### RECORDS SUPPLIED

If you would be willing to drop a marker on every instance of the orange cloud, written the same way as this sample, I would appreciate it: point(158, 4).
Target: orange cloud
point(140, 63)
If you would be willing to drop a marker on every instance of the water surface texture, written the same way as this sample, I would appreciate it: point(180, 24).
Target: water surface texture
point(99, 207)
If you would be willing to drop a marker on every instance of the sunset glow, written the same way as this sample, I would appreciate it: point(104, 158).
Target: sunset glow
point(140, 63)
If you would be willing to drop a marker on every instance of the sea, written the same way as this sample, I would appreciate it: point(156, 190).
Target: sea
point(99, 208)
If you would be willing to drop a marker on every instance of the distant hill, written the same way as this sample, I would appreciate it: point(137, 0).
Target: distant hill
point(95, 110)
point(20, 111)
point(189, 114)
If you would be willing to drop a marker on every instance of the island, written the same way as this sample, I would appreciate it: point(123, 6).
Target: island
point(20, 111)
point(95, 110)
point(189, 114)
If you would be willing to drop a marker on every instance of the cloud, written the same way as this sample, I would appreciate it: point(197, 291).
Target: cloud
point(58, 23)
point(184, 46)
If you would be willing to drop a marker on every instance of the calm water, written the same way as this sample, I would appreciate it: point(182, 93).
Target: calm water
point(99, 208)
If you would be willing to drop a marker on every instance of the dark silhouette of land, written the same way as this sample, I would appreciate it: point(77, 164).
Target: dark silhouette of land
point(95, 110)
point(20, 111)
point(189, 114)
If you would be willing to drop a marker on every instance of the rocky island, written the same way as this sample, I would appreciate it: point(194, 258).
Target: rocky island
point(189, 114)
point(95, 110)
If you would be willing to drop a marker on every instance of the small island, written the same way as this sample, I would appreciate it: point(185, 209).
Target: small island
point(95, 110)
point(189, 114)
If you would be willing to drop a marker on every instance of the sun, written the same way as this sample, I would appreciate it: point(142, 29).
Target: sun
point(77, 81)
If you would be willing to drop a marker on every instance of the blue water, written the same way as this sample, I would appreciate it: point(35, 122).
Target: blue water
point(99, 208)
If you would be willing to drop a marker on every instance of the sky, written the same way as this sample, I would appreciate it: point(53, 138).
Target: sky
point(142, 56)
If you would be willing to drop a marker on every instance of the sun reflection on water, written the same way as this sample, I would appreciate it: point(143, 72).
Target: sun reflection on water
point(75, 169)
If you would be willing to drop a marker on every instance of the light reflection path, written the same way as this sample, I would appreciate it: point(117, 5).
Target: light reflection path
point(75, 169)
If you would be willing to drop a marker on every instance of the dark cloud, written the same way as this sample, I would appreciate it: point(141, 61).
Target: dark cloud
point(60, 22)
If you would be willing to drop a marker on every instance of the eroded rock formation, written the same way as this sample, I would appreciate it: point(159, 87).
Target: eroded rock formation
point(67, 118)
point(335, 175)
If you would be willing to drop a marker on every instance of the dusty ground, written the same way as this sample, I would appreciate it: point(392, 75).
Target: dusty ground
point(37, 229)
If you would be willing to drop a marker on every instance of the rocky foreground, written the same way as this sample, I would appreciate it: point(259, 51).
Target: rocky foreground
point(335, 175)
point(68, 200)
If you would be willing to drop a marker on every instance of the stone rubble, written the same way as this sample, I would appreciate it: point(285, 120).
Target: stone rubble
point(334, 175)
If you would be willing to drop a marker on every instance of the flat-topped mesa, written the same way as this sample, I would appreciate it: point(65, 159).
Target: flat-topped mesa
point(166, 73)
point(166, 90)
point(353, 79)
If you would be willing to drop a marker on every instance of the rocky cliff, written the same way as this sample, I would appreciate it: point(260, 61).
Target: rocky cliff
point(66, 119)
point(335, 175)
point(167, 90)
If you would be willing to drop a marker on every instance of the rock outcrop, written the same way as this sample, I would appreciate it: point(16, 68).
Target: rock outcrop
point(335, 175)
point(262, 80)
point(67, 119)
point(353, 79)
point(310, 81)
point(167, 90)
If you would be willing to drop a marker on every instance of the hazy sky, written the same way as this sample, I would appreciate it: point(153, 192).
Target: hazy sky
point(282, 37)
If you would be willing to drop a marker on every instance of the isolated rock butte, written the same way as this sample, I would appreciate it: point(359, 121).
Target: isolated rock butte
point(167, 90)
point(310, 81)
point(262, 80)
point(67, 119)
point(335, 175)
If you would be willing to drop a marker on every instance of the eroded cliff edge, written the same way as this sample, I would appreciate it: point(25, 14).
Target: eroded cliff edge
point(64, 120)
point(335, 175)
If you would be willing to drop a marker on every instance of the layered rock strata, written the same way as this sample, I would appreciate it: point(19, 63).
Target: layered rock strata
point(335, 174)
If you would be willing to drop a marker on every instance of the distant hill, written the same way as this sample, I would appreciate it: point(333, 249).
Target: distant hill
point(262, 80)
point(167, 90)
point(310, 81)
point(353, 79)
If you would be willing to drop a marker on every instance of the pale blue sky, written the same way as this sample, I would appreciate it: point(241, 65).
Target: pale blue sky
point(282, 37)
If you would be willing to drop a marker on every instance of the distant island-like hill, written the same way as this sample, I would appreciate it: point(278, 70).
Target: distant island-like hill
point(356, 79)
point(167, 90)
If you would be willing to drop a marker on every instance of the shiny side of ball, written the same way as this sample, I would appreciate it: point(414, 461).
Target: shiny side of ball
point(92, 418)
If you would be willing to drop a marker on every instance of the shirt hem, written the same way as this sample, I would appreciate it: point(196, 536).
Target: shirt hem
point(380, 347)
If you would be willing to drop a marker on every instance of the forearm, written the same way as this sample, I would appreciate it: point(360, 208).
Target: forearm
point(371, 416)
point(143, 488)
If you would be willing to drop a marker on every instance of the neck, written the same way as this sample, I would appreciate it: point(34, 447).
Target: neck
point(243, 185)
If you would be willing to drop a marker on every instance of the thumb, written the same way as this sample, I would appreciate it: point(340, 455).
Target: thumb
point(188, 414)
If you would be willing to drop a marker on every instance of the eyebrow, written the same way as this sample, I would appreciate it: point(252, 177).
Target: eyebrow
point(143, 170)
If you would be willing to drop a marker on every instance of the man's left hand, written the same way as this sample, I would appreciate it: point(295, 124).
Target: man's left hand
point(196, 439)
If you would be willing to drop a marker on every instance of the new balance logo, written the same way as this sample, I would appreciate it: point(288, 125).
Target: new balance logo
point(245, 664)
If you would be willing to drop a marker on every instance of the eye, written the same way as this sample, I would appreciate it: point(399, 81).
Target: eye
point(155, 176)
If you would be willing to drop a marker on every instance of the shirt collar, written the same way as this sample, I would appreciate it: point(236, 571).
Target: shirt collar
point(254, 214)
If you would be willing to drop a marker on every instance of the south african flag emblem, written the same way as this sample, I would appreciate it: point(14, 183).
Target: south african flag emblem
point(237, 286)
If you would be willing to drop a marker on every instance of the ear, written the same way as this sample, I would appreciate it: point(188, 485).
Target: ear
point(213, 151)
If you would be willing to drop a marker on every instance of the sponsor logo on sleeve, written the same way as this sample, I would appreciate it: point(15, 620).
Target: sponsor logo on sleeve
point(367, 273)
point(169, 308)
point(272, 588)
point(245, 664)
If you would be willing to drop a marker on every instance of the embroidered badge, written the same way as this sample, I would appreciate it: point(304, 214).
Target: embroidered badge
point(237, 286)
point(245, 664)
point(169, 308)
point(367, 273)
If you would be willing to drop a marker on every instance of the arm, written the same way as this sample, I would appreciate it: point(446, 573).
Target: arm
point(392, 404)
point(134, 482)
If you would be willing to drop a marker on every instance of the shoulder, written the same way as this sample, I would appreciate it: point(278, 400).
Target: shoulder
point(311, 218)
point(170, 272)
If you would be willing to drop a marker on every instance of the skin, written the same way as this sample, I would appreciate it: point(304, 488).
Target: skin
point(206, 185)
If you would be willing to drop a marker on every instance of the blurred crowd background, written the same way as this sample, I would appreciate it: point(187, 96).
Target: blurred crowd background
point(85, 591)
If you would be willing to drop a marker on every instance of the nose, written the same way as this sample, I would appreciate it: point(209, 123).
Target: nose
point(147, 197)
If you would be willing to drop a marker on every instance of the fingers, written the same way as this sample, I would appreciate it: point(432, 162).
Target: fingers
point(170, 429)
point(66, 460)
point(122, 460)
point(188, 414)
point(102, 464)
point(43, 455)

######

TASK TO CARRY OUT ::
Among the records above, only the lines between the line holding "Target: thumb" and the line holding "it: point(288, 125).", inclusive, are to be output, exactly as written.

SOLUTION TO THIS PROBLEM ::
Target: thumb
point(188, 414)
If you would be willing to drop a marker on every instance of the eyebrow, written the same way as this sample, I would appreciate it: point(252, 177).
Target: eyebrow
point(143, 170)
If you would be willing to drop a marker on every instance of the man's left hand, written the same way as this sample, I would appreciate it: point(295, 124).
Target: man's left hand
point(196, 439)
If you would be willing to drop a marker on every instance of the new balance logo, written the same way as this sample, I would appreciate it: point(288, 125).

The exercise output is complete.